* **GOAL**: Write out the lines from the start of the records through the line containing "18,26 -> 46,45", both included, and replace "bounding box" with "rectangle" while keeping everything else the same. Leave the pictures out of your answer.
*** MATERIAL SHOWN ***
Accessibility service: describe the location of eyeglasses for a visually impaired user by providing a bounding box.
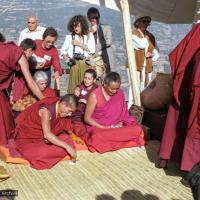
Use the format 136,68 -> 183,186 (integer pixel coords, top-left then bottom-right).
89,16 -> 99,20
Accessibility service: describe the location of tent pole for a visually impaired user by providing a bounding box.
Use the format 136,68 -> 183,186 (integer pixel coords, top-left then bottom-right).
120,0 -> 141,106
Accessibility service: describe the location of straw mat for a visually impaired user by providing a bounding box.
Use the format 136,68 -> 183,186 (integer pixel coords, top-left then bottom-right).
0,141 -> 192,200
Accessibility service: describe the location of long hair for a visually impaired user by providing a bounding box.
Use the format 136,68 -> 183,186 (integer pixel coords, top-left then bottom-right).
67,15 -> 89,35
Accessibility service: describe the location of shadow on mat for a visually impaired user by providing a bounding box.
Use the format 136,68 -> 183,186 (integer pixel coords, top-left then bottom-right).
96,190 -> 159,200
145,140 -> 185,179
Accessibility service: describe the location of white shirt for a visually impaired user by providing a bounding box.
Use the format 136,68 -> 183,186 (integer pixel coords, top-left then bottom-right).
132,34 -> 159,66
60,33 -> 95,58
18,26 -> 46,45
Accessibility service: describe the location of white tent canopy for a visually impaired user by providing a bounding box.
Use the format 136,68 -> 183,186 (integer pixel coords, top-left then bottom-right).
82,0 -> 200,106
83,0 -> 196,24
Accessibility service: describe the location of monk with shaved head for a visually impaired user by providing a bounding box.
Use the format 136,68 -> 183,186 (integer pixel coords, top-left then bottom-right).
18,15 -> 45,44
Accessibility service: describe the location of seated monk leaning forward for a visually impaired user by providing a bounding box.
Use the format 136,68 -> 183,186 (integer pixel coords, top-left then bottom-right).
84,72 -> 144,153
15,94 -> 77,169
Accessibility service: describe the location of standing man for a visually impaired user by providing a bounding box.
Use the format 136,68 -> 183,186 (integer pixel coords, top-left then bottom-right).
***
* **OUTPUT OF THE TASK**:
Accessibility service: describe the location of eyeglasses for a visually impaired user by providing a rectangle.
Use the format 136,68 -> 183,186 (integer pixel coords, top-left then bottom-right).
89,16 -> 99,20
Accessibility service: describe the location of tent pole for a visually impaired user by providing a rectangle.
Use the format 136,68 -> 183,186 (integer pixel coords, top-left then bottom-right).
120,0 -> 141,106
Accessibility service: describe the location of straw mat for a visually impaired user by providing a rectangle.
Use the format 136,68 -> 183,186 (integer pixel coords, top-left then bottom-right).
0,141 -> 192,200
Accessibility service: describe the location of long hair for a visually impaired user by providing a rectangle.
Use the format 136,68 -> 183,186 (integer pixel coords, top-left then bottom-right).
67,15 -> 89,35
Accessibility service: describe the location of shadow on mat for a visually impaired user by providing a rectangle.
Use the format 136,68 -> 183,186 (integer pixel coords, top-left then bottom-right).
96,190 -> 159,200
145,140 -> 185,179
Accessibility service: describe the location of white shirt for a visually impaired user by providing a rectangle.
Use the format 136,68 -> 183,186 (integer pixel coords, top-left then bottom-right).
132,34 -> 159,66
60,33 -> 95,58
18,26 -> 46,45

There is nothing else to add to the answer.